Continue the biography of the Urdu poet Wali Mohammed Wali below, picking up after its final sentence.

----- Source excerpt -----

- Born: 1667 Aurangabad
- Died: 1707 (aged 39–40) Ahmedabad
- Occupation: Poet
- Writing career
- Pen name: Wali Dakhani, Wali Aurangabadi, Wali Gujarati
- Period: Mughal period
- Genres: Ghazal, masnavi, qasida, mukhammas

= Wali Mohammed Wali =

Indian poet (1667–1707)

Wali Muhammad Wali (1667–1707), also known as Wali Dakhani, Wali Gujarati, and Wali Aurangabadi, was a classical Urdu poet from the Indian subcontinent.

He is considered by many scholars to be the father of Urdu poetry, being the first established poet to have composed ghazals in the Urdu language and compiled a divan (a collection of ghazals where the entire alphabet is used at least once as the last letter to define the rhyme pattern).

Before Wali, Indian Ghazals were composed in Persian, almost being replicated in thought and style from the original Persian masters like Saa'di, Jami and Khaqani. Wali began, using not only an Indian language, but Indian themes, idioms and imagery in his ghazals. It is said that his visit to Delhi in 1700, along with his divan of Urdu ghazals created a ripple in the literary circles of the north, inspiring them to produce stalwarts like Zauq, Sauda and Mir.

==Early life==
He was born in 1667 at Aurangabad, an important city in present-day Maharashtra which was then part of the Mughal Empire. He loved travelling, which he regarded as a means of education. He visited Delhi, Surat, Burhanpur and also undertook the pilgrimage to Mecca and Medina.

==Career==
Wali Mohammed Wali's visit to Delhi in 1700 is considered to be of great significance for Urdu Ghazals. It was believed that he introduced deccani mushaira to Delhi. His simple, sensuous and melodious poems in Urdu, awakened the Persian loving poets of Delhi to the beauty and capability of "Rekhta" (the old name for Urdu) as a medium of poetic expression. Wali Mohammed Wali's visit thus stimulated the growth and development of Urdu Ghazal in Delhi.

He died in Ahmedabad in 1707 in what is now Gujarat state, and was buried in the same city.

----- Dataset -----

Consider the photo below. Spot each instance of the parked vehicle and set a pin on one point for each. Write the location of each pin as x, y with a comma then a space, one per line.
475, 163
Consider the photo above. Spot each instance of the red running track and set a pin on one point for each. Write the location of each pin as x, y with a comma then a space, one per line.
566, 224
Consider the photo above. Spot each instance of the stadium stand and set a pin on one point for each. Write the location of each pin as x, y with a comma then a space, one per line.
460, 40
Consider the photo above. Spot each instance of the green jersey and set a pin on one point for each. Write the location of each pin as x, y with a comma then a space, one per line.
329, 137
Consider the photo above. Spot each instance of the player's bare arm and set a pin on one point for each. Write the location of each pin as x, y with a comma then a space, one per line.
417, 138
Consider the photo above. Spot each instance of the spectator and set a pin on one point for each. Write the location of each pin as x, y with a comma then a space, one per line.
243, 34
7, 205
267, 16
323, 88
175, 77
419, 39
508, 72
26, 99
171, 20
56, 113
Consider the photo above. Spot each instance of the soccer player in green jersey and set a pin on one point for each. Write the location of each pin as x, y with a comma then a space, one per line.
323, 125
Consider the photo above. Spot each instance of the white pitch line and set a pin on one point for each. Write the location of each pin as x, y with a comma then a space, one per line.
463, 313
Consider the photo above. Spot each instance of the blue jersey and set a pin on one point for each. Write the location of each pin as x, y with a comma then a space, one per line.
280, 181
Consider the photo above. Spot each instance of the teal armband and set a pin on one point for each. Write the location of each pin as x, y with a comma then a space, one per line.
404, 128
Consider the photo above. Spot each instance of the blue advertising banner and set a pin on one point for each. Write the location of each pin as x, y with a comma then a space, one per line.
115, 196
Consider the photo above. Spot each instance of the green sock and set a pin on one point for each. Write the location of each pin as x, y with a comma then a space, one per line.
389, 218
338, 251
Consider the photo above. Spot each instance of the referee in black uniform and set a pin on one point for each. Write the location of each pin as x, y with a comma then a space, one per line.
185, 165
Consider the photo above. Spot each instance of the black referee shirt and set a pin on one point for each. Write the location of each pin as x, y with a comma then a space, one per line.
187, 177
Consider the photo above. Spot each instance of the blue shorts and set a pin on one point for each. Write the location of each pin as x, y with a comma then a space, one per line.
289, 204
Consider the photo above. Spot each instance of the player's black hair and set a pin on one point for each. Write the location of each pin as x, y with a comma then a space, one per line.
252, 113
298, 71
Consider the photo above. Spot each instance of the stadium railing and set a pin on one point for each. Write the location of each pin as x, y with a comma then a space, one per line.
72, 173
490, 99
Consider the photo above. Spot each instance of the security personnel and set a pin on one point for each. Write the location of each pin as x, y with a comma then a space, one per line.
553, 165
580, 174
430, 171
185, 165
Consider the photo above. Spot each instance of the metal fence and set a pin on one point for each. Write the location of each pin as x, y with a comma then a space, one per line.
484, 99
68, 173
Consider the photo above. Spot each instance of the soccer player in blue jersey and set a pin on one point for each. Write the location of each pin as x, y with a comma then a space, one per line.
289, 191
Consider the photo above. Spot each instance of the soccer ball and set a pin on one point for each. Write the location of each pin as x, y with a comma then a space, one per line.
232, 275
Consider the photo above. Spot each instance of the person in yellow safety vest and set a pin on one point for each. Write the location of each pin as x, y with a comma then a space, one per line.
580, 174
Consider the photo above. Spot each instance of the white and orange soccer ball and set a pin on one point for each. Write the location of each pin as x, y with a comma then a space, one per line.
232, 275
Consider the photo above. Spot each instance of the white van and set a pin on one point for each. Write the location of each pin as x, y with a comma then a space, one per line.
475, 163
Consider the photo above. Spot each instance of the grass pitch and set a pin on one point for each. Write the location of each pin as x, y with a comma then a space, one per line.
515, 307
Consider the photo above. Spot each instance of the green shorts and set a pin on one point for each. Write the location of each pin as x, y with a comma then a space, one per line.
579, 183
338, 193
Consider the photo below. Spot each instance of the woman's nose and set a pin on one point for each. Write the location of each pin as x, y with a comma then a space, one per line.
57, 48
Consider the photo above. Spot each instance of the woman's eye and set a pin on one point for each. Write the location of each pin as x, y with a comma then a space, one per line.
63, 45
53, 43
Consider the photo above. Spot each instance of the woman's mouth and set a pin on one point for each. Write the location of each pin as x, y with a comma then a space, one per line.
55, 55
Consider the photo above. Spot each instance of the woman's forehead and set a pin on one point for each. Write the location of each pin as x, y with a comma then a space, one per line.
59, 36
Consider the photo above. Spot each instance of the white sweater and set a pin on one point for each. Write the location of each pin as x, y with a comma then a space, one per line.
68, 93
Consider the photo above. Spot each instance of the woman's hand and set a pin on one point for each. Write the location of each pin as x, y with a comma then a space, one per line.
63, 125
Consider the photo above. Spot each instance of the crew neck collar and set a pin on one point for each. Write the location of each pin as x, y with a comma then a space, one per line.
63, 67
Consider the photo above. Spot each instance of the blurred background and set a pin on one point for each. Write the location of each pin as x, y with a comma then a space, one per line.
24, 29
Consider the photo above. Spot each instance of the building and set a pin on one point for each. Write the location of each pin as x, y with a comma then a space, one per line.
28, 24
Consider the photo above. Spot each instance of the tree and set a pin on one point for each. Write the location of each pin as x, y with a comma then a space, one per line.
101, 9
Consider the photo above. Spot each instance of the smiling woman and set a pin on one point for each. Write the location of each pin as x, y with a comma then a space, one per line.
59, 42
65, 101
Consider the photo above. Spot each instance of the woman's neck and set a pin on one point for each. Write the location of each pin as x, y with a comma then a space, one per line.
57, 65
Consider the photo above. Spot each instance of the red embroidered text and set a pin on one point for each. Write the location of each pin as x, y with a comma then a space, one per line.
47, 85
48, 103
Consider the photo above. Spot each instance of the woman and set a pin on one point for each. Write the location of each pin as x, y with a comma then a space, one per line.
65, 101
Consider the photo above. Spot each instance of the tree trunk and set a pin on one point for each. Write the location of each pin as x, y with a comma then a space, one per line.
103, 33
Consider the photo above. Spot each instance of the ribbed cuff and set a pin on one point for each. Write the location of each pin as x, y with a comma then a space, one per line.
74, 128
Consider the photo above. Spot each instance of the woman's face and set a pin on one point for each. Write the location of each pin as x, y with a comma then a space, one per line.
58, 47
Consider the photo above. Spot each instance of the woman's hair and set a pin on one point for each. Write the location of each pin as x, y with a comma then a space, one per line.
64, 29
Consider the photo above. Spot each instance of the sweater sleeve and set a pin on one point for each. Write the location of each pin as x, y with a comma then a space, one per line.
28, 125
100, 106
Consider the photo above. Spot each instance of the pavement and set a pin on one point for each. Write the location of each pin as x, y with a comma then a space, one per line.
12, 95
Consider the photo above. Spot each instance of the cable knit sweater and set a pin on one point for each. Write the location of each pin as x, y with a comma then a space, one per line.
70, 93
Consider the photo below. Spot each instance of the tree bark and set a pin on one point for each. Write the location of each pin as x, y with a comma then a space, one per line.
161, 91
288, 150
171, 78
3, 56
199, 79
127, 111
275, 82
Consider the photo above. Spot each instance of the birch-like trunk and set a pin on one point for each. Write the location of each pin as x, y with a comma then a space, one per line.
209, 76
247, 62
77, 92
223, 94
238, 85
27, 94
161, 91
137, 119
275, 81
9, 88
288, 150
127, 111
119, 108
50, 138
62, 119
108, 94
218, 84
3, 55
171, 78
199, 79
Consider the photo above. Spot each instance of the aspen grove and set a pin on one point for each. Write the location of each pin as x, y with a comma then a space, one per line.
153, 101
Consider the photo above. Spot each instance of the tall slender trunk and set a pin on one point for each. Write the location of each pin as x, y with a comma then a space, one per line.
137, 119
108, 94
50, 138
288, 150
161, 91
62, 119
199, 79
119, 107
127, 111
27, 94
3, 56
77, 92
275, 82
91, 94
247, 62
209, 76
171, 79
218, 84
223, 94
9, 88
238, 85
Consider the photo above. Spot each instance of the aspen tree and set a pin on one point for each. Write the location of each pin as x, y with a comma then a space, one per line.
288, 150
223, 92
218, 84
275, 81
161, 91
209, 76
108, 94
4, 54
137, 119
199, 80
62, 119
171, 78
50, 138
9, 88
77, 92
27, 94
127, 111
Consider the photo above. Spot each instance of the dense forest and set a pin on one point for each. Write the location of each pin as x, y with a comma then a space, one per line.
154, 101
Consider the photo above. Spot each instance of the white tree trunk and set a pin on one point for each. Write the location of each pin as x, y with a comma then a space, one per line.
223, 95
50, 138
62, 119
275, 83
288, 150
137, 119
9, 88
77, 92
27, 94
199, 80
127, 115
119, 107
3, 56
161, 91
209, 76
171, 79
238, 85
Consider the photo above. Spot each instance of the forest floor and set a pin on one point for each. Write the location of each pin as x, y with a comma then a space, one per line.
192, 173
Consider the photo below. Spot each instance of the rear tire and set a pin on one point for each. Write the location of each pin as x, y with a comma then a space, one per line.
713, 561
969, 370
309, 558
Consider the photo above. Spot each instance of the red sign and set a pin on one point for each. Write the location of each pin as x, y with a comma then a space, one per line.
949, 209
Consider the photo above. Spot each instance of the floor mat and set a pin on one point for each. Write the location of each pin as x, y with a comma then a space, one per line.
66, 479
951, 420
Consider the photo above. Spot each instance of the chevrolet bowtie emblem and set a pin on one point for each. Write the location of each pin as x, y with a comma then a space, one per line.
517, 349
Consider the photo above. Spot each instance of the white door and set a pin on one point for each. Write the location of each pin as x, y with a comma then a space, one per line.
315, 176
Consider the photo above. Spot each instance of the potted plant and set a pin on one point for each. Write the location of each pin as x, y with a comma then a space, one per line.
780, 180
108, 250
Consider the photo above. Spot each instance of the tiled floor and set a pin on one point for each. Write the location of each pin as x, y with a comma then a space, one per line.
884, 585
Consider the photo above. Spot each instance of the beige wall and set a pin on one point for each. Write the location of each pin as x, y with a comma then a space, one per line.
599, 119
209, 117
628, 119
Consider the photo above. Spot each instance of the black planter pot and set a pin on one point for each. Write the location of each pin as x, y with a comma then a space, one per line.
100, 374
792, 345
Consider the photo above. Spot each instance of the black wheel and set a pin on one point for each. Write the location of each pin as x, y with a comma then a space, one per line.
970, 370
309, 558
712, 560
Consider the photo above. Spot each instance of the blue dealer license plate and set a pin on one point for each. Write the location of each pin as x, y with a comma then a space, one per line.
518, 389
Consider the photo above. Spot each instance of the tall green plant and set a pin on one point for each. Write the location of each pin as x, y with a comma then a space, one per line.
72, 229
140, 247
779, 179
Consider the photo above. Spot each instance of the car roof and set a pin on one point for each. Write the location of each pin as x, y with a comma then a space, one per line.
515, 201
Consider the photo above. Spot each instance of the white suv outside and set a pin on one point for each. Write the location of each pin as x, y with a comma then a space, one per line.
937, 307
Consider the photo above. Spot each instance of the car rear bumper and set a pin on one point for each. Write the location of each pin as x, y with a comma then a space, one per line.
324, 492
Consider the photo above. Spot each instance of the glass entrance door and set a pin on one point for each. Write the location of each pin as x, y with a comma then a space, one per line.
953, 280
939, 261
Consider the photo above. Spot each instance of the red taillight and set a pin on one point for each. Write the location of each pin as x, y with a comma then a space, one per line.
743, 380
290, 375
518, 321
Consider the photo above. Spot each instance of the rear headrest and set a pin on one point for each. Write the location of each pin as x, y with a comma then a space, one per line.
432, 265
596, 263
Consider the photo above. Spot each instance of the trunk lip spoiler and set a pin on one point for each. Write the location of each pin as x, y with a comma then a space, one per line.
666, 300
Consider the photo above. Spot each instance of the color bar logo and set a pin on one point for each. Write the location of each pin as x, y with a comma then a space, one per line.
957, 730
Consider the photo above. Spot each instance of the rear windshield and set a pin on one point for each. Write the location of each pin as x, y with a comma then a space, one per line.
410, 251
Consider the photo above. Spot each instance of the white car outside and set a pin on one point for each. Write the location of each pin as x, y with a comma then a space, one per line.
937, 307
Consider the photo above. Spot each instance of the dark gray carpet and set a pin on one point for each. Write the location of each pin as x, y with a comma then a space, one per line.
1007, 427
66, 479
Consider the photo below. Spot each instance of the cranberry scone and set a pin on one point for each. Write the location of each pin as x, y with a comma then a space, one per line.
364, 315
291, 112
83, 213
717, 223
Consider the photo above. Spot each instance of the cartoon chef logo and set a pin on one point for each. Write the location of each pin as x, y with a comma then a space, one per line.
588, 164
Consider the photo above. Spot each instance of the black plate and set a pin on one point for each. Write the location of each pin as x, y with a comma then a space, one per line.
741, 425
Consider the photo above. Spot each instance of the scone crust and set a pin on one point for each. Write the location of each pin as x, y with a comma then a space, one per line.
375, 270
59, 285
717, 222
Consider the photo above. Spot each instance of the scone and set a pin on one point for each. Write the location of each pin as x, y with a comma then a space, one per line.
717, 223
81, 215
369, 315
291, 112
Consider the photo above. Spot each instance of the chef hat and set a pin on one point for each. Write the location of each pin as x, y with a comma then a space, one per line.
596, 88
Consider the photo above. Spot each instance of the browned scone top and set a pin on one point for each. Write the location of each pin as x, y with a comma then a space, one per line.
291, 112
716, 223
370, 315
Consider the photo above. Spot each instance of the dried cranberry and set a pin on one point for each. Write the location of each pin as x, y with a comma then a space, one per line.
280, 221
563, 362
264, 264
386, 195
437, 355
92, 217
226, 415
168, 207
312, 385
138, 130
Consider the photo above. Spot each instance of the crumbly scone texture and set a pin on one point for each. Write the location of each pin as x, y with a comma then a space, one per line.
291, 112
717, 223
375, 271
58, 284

-----

Response —
==Genre==
Although Wali tried his hand at a variety of verse forms including the masnavi, qasida, mukhammas, and the rubai., the ghazal is his speciality. He wrote 473 ghazals containing 3,225 couplets (Ashaar). His poems were simple, sensuous & melodious. He was a trend setter in classical poetry who helped establish Urdu ghazal in Delhi by inspiring different poets to write in Urdu It is believed that Wali started to have established the tradition of writing ghazals in Urdu and also influencing the other writers when he visited Delhi. Before that, the preferred language for ghazals was Persian.

Some of his famous couplets are:
- Jisay Ishq Ka Teer Kaari Lagay
- Use Zindagi Jag Mein Bhaari Lagay
- Naa Chode Mohabbat Daame Marg Tak
- Jisay Yaar Jaanisoon Yaari Lagay
- Naa Howe Use Jag Mein Hargiz Qaraar
- Jise Ishq Ki Beqaraari Lagay
- Har Ek Waqt Mujhe Aashiq Zaar Koon
- Pyaare Teri Baat pyaari Lagay
- "Wali" Koon Kahe Tu Agar Yak Bachan

Raqeebon Dil Mein Kataari Lagay

==Themes==
His favorite theme was love – both mystical and earthy – and his characteristic tone was one of cheerful affirmation and acceptance, rather than of melancholy grumbling. He was the first Urdu poet to express love from the man's point of view, against the prevailing convention of impersonating a woman.

Wali used his native language richly, and also incorporated Persian diction and imagery into his verse. He was considered an architect of the modern poetic language, which is a blend of Aam Boli and Persian vocabulary. His diction was unique, for example in this ghazal:

Yaad karna har ghari us yaar ka

Hai wazifa mujh dil-e-bimaar ka.

Aarzoo-e-chasma-e-kausar nahin

Tishna-lab hun sharbat-e-didaar ka.

Aakbat kya howega maalum nahin

Dil hua hai mubtla dildaar ka.

Kya kahe tarif dil, hai be nazir,

Harf harf us makhzan-e-Israar ka.

Gar hua hai taalib-e-Aazadgi,

Band mat ho subba-o-zunnaar ka.

Masnad-e-gul manzil-e-shabanam hui,

Dekh rutba dida-e-bedaar ka.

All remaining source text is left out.